Stored items:
########

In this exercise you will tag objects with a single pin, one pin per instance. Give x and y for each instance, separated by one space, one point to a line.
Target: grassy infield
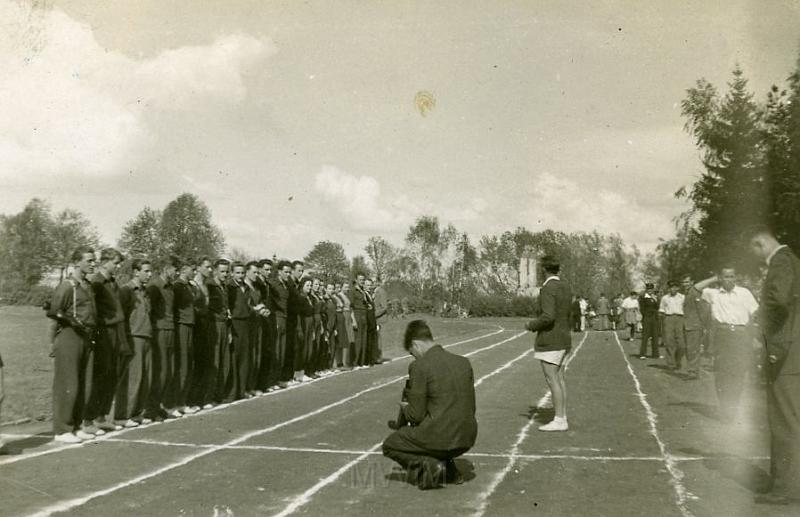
29 371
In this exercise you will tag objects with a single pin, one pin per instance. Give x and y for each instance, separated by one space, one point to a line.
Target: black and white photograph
453 258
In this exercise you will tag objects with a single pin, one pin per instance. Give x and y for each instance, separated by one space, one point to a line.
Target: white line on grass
676 475
306 496
58 448
70 504
483 500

########

== Exercise directions ==
Repeat every line of the listing above word for word, leaving out the pictures.

== Reply to the exercise ==
In this exercise you will tag objects with a single pin, one pin per instance. Give x and y for each instance, separated by one space, one point to a line.
Target: grassy infield
29 371
In this exercise you will tag objects with a single pin, one pin per instance. Give x and y for each instance, separated by one space, one point to a line.
Target: black and white photograph
453 258
In this exercise you will tag objects with a single pin, one pin per instance. Give x and y for each instance, separated by one space, one point to a line.
Target: white line on grass
676 475
306 496
58 448
70 504
483 500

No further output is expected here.